◆ **TEXTE FOURNI**
━━━

Dans ce 4e article d’une série consacrée à analyser les propositions des candidats au 1er tour de la présidentielle anticipée, dimanche prochain, 15 septembre 2019, tel qu’elles ont été exprimées lors des trois débats télévisés sur la chaîne Watania 1, les auteurs apportent une conclusion générale et établissent un ranking.

Par Moktar Lamari, Samir Trabelsi et Najah Attig *

Ils étaient 24 candidats, sur 26 au total, à s’être exprimés, lors des trois débats télévisés organisés les 7, 8 et 9 septembre. Ils ont pris le temps pour expliquer leurs programmes et intentions à plus de 7 millions d’électeurs inscrits, et ce durant six heures de show médiatique, rare sinon unique dans son genre dans les pays arabes et africains. Ont-ils tout dit sur leur programme d’action (inaction) pour sortir l’économie de sa périlleuse morosité ? Ont-ils la fibre économique requise pour viabiliser la transition démocratique et redonner espoir aux plus démunis ? Comment peut-on les comparer à l’aune de l’urgence économique ?

Pas faciles à répondre, ces questions vont au cœur de la viabilité de la transition économique en Tunisie.Il faut dire que ces candidats étaient attendus de pied ferme par un électorat démoralisé par une transition démocratique qui ne fait pas assez contre le chômage, contre la perte du pouvoir d’achat et contre les diktats du FMI en matière des choix économiques du pays.

Notre chronique vient donc répondre à ces questions, en s’appuyant sur nos trois précédentes chroniques au sujet de chacun des trois débats télévisés.

Éléments de méthodologie

Considérant la complexité des questions posées, la diversité des enjeux du «rating» envisagé, et pour assurer un maximum d’objectivité à cette tribune, quelques précisions méthodologiques s’imposent.

La première concerne l’importance vitale des enjeux économiques pour l’étape à venir et les défis à relever par le prochain président. Après huit ans d’érosion continue dans le pouvoir d’achat, de laminage ruinant la classe moyenne; et faute de relance économique, la démocratie tunisienne court à sa perte! À notre avis, le prochain président doit mettre l’économie au cœur de ses prérogatives constitutionnelles et préoccupations stratégiques : sûreté nationale, politique étrangère, application de la constitution et premier garant de la prospérité des citoyens et d’une bonne gouvernance optimisée du pays.

━━━

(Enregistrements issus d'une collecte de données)
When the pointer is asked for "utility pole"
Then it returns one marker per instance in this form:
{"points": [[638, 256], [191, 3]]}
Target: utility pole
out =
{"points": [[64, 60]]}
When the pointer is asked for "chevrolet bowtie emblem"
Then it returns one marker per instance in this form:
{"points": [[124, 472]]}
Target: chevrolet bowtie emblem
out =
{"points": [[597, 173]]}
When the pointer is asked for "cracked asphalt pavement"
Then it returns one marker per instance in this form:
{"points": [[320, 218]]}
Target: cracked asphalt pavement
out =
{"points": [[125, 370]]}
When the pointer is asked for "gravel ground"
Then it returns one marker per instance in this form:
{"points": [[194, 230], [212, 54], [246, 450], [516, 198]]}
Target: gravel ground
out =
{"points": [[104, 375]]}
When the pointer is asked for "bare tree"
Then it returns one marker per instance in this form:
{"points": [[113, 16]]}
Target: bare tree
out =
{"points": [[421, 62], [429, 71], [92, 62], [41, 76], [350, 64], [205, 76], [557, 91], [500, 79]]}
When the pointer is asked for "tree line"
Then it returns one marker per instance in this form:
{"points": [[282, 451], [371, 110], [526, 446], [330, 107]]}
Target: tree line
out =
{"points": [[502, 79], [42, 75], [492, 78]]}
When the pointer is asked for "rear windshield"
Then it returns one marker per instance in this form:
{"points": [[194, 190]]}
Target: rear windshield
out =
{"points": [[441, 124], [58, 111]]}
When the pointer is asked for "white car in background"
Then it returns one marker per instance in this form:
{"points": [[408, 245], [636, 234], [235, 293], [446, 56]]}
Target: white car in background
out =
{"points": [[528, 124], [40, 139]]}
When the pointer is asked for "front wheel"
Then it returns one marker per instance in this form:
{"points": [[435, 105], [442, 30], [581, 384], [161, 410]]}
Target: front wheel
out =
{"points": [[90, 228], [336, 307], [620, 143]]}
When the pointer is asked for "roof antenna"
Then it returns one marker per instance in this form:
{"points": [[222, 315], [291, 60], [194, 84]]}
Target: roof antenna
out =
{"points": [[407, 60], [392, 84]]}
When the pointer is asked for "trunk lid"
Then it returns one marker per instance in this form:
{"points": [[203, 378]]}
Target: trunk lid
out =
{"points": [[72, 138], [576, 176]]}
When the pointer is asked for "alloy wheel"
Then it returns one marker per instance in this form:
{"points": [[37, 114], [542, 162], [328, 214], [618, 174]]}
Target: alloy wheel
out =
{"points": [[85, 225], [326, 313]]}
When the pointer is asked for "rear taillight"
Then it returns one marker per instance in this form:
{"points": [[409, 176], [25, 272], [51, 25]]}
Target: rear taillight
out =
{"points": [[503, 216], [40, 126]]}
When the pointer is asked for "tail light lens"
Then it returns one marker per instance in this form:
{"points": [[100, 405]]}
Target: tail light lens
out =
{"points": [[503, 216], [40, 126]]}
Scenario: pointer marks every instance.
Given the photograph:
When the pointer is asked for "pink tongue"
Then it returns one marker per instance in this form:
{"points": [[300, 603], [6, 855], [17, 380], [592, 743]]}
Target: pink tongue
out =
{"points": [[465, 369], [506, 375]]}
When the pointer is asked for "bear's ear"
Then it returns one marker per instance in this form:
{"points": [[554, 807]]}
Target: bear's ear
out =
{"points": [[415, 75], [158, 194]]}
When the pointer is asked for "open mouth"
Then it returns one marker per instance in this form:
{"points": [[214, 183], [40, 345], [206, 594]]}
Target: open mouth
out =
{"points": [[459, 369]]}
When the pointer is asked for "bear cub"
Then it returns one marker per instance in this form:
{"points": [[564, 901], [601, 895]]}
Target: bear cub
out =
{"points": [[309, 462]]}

━━━

◆ **CONSIGNES**
A. Selon l'article sur les débats présidentiels, contre quoi la transition démocratique ne fait-elle pas assez ? Énumérez chaque point.
B. Dans l'article sur les débats présidentiels, combien de candidats se sont exprimés lors des trois débats télévisés, s'il vous plaît ?
C. D'après l'article sur les débats présidentiels, pourquoi les auteurs jugent-ils nécessaire d'apporter des précisions méthodologiques ? Répondez en une à trois phrases.

◆ **RÉPONSES**
A.
- Le chômage
- La perte du pouvoir d'achat
- Les diktats du FMI en matière des choix économiques du pays

B. 24 candidats, sur 26 au total.

C. Les auteurs invoquent la complexité des questions posées et la diversité des enjeux du «rating» envisagé. Ils veulent aussi assurer un maximum d'objectivité à leur tribune.